** Action item **
Copy the lines verbatim, beginning with the line that contains "Could you please indicate the white water" and continuing through the end of the data, and only those lines.

** Data supplied **
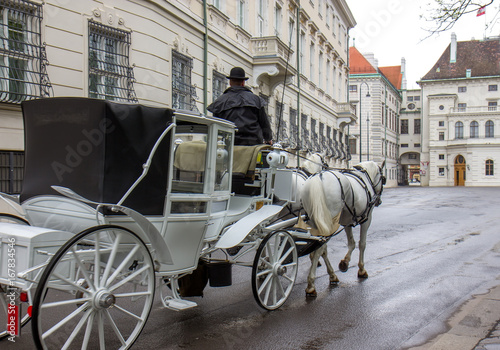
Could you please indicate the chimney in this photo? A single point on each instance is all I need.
(403, 72)
(453, 48)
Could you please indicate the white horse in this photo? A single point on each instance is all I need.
(341, 198)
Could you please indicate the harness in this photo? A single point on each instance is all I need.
(372, 197)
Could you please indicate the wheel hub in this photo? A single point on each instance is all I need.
(104, 300)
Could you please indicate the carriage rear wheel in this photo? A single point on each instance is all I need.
(274, 270)
(96, 292)
(4, 300)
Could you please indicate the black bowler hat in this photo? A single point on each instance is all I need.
(237, 73)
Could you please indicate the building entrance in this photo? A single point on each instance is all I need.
(460, 171)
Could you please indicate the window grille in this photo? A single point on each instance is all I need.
(110, 74)
(489, 168)
(23, 60)
(294, 129)
(489, 129)
(459, 130)
(219, 84)
(306, 141)
(11, 172)
(281, 132)
(474, 130)
(183, 93)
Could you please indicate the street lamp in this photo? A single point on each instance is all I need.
(360, 104)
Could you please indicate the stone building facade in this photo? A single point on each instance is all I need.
(177, 54)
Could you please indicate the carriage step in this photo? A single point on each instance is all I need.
(179, 304)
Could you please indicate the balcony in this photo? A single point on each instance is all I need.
(346, 114)
(270, 57)
(474, 110)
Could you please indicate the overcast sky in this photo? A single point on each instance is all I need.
(392, 29)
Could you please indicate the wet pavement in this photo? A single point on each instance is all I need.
(433, 256)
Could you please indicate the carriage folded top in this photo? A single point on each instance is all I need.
(96, 148)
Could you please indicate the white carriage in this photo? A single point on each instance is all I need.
(120, 200)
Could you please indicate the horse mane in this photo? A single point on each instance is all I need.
(315, 205)
(370, 167)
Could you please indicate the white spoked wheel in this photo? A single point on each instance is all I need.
(4, 299)
(95, 293)
(274, 270)
(13, 219)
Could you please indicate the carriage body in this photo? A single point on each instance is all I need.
(160, 190)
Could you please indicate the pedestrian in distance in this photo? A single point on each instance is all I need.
(241, 106)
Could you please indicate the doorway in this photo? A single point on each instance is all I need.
(460, 171)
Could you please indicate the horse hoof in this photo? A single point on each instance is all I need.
(311, 294)
(343, 266)
(363, 275)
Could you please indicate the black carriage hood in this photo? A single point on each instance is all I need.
(97, 149)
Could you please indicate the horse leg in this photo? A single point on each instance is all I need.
(311, 288)
(362, 245)
(333, 277)
(351, 244)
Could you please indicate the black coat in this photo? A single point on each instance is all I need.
(241, 106)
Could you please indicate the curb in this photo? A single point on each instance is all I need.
(475, 326)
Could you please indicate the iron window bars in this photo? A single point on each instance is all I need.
(23, 60)
(110, 74)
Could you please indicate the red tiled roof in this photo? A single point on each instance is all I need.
(393, 74)
(481, 57)
(358, 64)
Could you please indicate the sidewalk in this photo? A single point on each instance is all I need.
(476, 326)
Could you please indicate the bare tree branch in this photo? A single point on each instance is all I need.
(445, 13)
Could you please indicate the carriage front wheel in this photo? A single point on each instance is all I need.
(274, 270)
(95, 293)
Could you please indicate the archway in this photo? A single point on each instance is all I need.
(460, 170)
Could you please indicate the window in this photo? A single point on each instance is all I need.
(294, 130)
(241, 13)
(489, 168)
(22, 55)
(459, 130)
(404, 126)
(311, 63)
(416, 126)
(219, 83)
(183, 94)
(260, 17)
(110, 75)
(474, 130)
(11, 172)
(277, 20)
(489, 129)
(306, 141)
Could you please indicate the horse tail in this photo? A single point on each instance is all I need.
(315, 205)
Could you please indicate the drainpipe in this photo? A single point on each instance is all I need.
(205, 58)
(298, 83)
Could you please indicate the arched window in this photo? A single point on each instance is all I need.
(459, 130)
(489, 168)
(474, 130)
(490, 129)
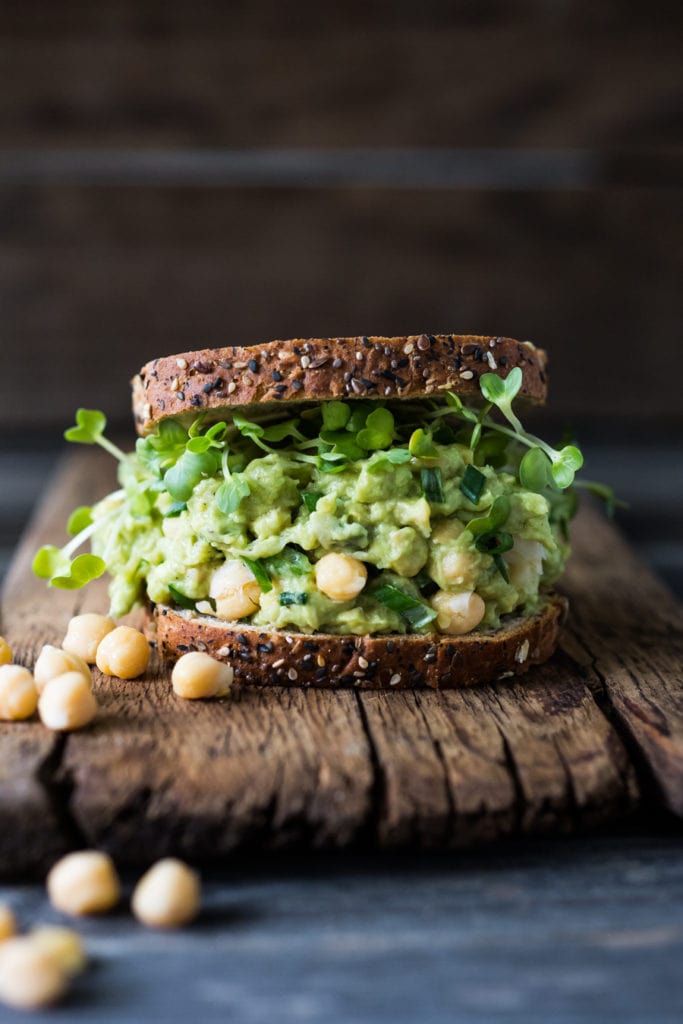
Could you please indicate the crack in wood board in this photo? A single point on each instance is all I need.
(557, 751)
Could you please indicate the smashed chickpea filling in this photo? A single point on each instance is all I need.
(379, 544)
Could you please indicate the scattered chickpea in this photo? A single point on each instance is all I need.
(458, 613)
(63, 944)
(5, 652)
(18, 695)
(235, 589)
(30, 977)
(84, 883)
(85, 633)
(67, 702)
(7, 923)
(123, 652)
(340, 577)
(197, 675)
(52, 663)
(168, 895)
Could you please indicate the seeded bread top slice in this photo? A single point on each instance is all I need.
(323, 369)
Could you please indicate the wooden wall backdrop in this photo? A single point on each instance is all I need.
(176, 175)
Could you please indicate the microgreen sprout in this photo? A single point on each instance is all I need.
(56, 565)
(232, 489)
(89, 429)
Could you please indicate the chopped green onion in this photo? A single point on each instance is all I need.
(310, 499)
(502, 566)
(473, 483)
(186, 602)
(432, 484)
(495, 543)
(290, 561)
(260, 573)
(498, 516)
(416, 612)
(287, 598)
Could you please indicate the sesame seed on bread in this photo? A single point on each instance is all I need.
(262, 656)
(324, 369)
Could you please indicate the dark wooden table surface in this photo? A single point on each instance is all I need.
(585, 931)
(561, 931)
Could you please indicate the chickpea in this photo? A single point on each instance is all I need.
(85, 633)
(409, 551)
(168, 896)
(5, 652)
(340, 577)
(236, 590)
(197, 675)
(84, 883)
(123, 652)
(30, 977)
(458, 613)
(7, 923)
(525, 563)
(67, 702)
(18, 696)
(52, 663)
(63, 944)
(457, 566)
(447, 530)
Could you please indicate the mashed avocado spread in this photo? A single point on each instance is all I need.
(438, 516)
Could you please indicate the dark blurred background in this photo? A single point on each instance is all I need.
(177, 175)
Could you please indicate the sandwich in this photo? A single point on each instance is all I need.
(337, 512)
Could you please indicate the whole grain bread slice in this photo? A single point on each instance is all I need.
(323, 369)
(272, 657)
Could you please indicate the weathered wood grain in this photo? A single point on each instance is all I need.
(628, 632)
(566, 749)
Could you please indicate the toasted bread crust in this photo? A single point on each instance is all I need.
(272, 657)
(323, 369)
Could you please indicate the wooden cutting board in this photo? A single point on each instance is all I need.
(578, 743)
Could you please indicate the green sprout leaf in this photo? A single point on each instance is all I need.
(378, 431)
(565, 466)
(343, 443)
(49, 561)
(395, 457)
(421, 445)
(473, 483)
(90, 425)
(502, 392)
(335, 415)
(79, 519)
(455, 401)
(89, 429)
(536, 470)
(175, 509)
(230, 494)
(181, 479)
(82, 570)
(279, 431)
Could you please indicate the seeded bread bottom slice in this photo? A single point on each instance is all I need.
(323, 369)
(271, 657)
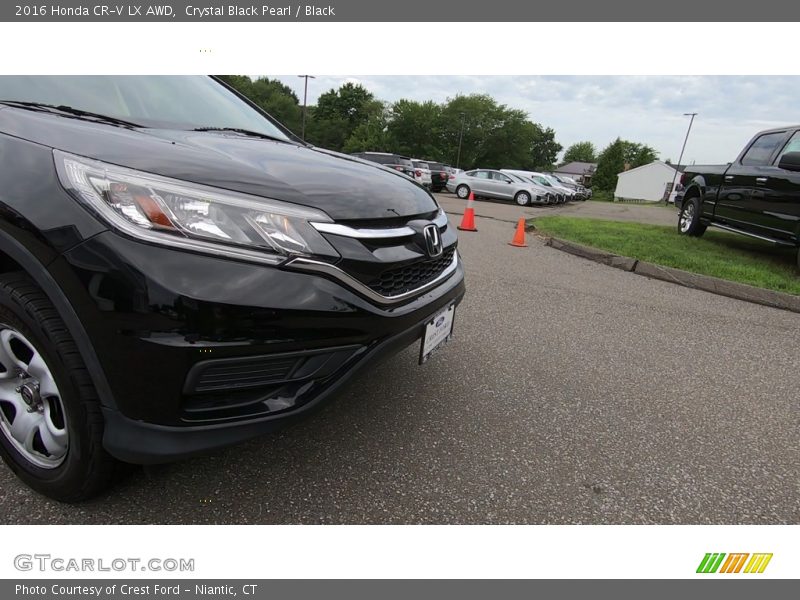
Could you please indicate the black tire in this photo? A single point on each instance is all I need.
(689, 218)
(86, 469)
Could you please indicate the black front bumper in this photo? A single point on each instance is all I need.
(202, 352)
(144, 443)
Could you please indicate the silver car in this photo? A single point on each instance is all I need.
(550, 184)
(490, 183)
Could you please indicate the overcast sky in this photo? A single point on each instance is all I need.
(599, 109)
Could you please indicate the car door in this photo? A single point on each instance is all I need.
(501, 185)
(776, 196)
(481, 183)
(736, 204)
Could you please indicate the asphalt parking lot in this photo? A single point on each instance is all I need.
(572, 393)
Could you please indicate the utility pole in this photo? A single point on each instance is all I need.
(680, 158)
(460, 138)
(305, 98)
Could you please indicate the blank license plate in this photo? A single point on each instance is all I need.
(438, 331)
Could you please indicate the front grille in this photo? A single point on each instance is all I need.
(393, 282)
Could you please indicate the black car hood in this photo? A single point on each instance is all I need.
(342, 186)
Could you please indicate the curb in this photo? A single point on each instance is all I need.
(739, 291)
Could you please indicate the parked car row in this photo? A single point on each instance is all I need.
(523, 187)
(431, 174)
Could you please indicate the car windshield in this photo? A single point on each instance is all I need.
(185, 102)
(515, 177)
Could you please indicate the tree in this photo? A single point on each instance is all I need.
(338, 114)
(580, 152)
(373, 133)
(620, 155)
(415, 127)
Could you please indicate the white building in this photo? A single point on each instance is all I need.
(648, 182)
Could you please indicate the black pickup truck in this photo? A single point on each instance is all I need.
(757, 195)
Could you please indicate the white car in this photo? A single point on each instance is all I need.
(422, 172)
(490, 183)
(546, 181)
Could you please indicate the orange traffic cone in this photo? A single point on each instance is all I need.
(468, 220)
(519, 235)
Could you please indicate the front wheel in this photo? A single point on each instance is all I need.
(51, 427)
(689, 218)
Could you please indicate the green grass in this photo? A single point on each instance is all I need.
(718, 254)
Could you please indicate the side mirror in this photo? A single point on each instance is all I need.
(790, 161)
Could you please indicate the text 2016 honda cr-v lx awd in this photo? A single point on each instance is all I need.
(179, 273)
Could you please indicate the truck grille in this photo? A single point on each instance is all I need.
(393, 282)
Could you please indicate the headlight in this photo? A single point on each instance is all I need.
(192, 216)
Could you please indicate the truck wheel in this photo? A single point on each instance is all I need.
(689, 218)
(51, 427)
(522, 198)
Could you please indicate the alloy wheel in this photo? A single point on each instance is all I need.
(32, 415)
(687, 217)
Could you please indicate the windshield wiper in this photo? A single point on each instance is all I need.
(246, 132)
(70, 111)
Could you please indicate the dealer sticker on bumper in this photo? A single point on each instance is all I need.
(438, 331)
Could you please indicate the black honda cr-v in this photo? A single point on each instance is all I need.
(178, 273)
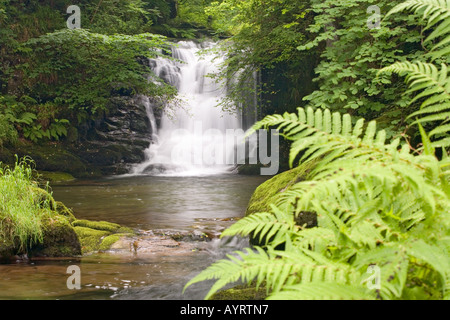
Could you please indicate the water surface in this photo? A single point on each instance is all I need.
(208, 203)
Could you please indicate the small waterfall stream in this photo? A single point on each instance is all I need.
(192, 136)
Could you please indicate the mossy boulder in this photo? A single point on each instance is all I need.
(271, 190)
(99, 235)
(60, 239)
(55, 176)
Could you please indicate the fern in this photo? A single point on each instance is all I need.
(436, 92)
(370, 197)
(323, 291)
(433, 83)
(435, 11)
(378, 203)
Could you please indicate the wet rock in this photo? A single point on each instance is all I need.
(60, 240)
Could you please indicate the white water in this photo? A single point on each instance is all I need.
(191, 139)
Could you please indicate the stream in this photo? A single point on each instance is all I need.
(206, 203)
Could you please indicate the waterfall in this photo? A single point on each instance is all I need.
(193, 135)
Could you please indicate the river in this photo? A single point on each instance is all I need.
(144, 203)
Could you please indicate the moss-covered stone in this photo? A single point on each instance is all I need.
(43, 198)
(102, 225)
(269, 192)
(243, 293)
(90, 239)
(64, 211)
(108, 241)
(55, 176)
(99, 235)
(60, 239)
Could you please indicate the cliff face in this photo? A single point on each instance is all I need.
(108, 145)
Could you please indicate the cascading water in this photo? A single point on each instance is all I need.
(192, 139)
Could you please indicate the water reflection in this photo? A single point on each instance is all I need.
(146, 203)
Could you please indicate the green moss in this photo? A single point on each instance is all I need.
(109, 241)
(60, 239)
(243, 293)
(90, 239)
(269, 192)
(99, 235)
(97, 225)
(43, 198)
(64, 211)
(55, 176)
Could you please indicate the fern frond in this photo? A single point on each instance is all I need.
(322, 291)
(434, 11)
(434, 85)
(276, 226)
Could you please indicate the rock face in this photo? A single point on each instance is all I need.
(107, 145)
(271, 190)
(117, 139)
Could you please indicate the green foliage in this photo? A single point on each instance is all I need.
(424, 77)
(379, 203)
(50, 75)
(264, 38)
(23, 207)
(352, 54)
(81, 70)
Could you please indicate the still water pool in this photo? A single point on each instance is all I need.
(181, 204)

** Solution to this exercise **
Could you please indicate the white water in this photo? A single point on each instance is all I need.
(191, 139)
Could you please indicate the stream in this photo? A single point on each instance is all I need.
(206, 203)
Could you please indicate the waterfall in this photo? A single point on each instance is all I need.
(193, 135)
Could you please indicate the river in this photo? A single point on each instance is all I need.
(144, 203)
Could you please indicate the moss-covered stone in this photo? A single point on each instance is all I need.
(43, 198)
(102, 225)
(269, 192)
(243, 293)
(90, 239)
(64, 211)
(108, 241)
(55, 176)
(99, 235)
(60, 239)
Could you please indicate the cliff face in this photo? A single point on each instance is all I need.
(108, 145)
Could you please indicate the cascading water in this photo? A single point on each instance is all I need.
(192, 139)
Could you please indicate the water reflection in this photo? A single point on each instance is all I need.
(146, 203)
Could you please indicate the green moss in this photo? A single point on each instance is all I need.
(109, 241)
(60, 239)
(243, 293)
(90, 239)
(269, 192)
(99, 235)
(97, 225)
(43, 198)
(64, 211)
(55, 176)
Could you please indicate the fern frond in this photo? A single point on each instance is all I need.
(322, 291)
(434, 11)
(434, 85)
(276, 226)
Could you please indicate the rock face in this photo? A single point on each instance is all I need.
(107, 145)
(271, 190)
(117, 139)
Could you please indicate the green foliage in this photo? A single point on each instance is all I need.
(424, 77)
(379, 203)
(50, 75)
(264, 38)
(23, 207)
(352, 54)
(81, 70)
Could you please indicate the still water pool in this photo? A single point on each instance is all I need.
(181, 204)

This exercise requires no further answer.